● COSA FARE:
**A)** Rispondi a queste domande sul brano dedicato a Squilli al tramonto:
(i) In che paese e in che anno è stato girato il film?
(ii) Chi firma la fotografia del film?
(iii) Quale personaggio interpreta Sheb Wooley?
**B)** Elenca tutti gli attori del cast nominati nel brano dedicato a Squilli al tramonto.

1258_SQUILLI AL TRAMONTO (Bugles in the afternoon). Stati Uniti, 1952; Regia di Roy Rowland.
Gli anni Cinquanta rappresentano per il western una
vera età dell’oro: questo era dovuto sia ai tanti capolavori che nobilitarono
il genere in quel periodo, sia al significato che lo stesso genere assunse.
L’onda potente della Golden Age western ebbe un effetto benefico un po’ su
tutto il genere, tanto che opere come Squilli al tramonto di Roy
Rowland, che per meriti propri potrebbe anche passare inosservata, riesce a
fare una discreta figura. Merito della fotografia calda di Wilfrid M. Cline o
della musica di Dimitri Tiomkin, e forse anche della regia discreta di Roy
Roland, o magari più in generale della Produzione, fatto sta che, come
confezione formale, Squilli al tramonto può essere considerato, se non un vero classico, almeno un
B-Movie di lusso. Tra gli interpreti, i caratteristi Forrest Tucker, Barton
McLane, James Millican, tra gli altri, garantiscono un valido supporto
recitativo; Sheb Wooley è chiamato ad una sorta di cameo per impersonare
nientemeno che il Generale Custer mentre è altresì interessante la presenza nel
cast dell’attore nativo John War Eagle nel ruolo di Red Owl, il capo indiano.

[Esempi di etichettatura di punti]
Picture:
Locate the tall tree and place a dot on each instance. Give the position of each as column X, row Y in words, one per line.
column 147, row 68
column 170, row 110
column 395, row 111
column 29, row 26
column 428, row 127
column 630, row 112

● RISPOSTE PER COMPITO:
**A)**
(i) Stati Uniti, 1952.
(ii) Wilfrid M. Cline.
(iii) Il Generale Custer.

**B)** Forrest Tucker, Barton McLane, James Millican, Sheb Wooley, John War Eagle.